(PASSAGE PROVIDED):

Data on American Indians/Alaska Natives are often subject to inaccuracies that can result from respondents self-identifying their race/ethnicity. Research on the collection of race/ethnicity data suggests that the categorization of American Indian and Alaska Native is the least stable self-identification (U.S. Department of Labor, Bureau of Labor Statistics [BLS] 1995). The racial/ ethnic categories presented to a respondent, and the way in which the question is asked, can influence the response, especially for individuals who consider themselves of mixed race or ethnicity. These data limitations should be kept in mind when reading this report.

As mentioned above, Asians and Native Hawaiians/Pacific Islanders are combined into one category in indicators for which the data were not collected separately for the two groups. The combined category can sometimes mask significant differences between subgroups. For example, prior to 2011, the National Assessment of Educational Progress (NAEP) collected data that did not allow for separate reporting of estimates for Asians and Native Hawaiians/Pacific Islanders. Information from the Digest of Education Statistics, 2011 (table 21), based on the Census Bureau Current Population Reports, indicates that 96 percent of all Asian/Pacific Islander 5- to 24-year-olds are Asian. This combined category for Asians/Pacific Islanders is more representative of Asians than Native Hawaiians/Pacific Islanders. For example, figure A shows the percentages of students scoring at or above the Proficient level on the grade 8 NAEP reading and mathematics assessments for Asian/Pacific Islander students as a combined category, Asian students as a separate category, and Native Hawaiian/Pacific Islander students as a separate category. In 2011, approximately 47 percent of 8th-grade students in the combined Asian/ Pacific Islander category scored at or above the Proficient level on the reading assessment. When examining 8th-grade reading proficiency levels separately for Asians (49 percent) and Native Hawaiians/Pacific Islanders (24 percent), the difference between these two groups emerges. A similar pattern was found for the percentages of Asian/Pacific Islander (55 percent), Asian (58 percent), and Native Hawaiian/Pacific Islander (22 percent) 8th-grade students scoring at or above the Proficient level on the mathematics assessment.

(INFORMATION PROVIDED):

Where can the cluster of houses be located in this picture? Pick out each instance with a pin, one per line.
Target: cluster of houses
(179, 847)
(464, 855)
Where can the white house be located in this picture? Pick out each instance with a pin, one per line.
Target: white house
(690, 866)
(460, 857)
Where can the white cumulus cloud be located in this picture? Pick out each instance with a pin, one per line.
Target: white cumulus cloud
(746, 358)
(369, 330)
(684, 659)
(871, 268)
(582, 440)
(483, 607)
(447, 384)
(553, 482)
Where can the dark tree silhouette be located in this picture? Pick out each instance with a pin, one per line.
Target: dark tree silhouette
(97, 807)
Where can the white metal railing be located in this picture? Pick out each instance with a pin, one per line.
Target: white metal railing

(WRITTEN EXERCISE): Carry on the passage about race and ethnicity categories in education data, picking up after its final sentence.

(RESPONSE):
The indicators presented in this report are intended to provide a descriptive overview of the education data available from many federal surveys. Readers are cautioned not to draw causal inferences based on the univariate, bivariate, and multivariate results presented in this report. One of the limitations of bivariate statistics is that they describe subpopulation differences without taking into account the influence of other individual, family, school, or environmental factors. Many of the outcome variables examined in this report may be related to other factors outside of students' sex and race/ethnicity. Although multivariate analyses were conducted to explore some of those relationships, there may be other, more complex interactions and relationships that have not been explored. The indicators were selected to provide a range of data that are relevant to a variety of policy issues surrounding gaps in postsecondary access and persistence, rather than to emphasize any particular issue.

Statistical Comparisons

Data for indicators in this report are obtained primarily from two types of surveys: universe surveys and sample surveys. In the case of universe data, information is collected from every member of the population. When data from an entire population are available, estimates of the total population or a subpopulation are made by simply summing the units in the population or subpopulation. As a result, there is no sampling error, and observed differences are reported as true. In the case of sample surveys, a nationally representative sample of respondents is selected and asked to participate in the data collection. When a sample survey is used, statistical uncertainty is introduced, because the data come from only a portion of the entire population.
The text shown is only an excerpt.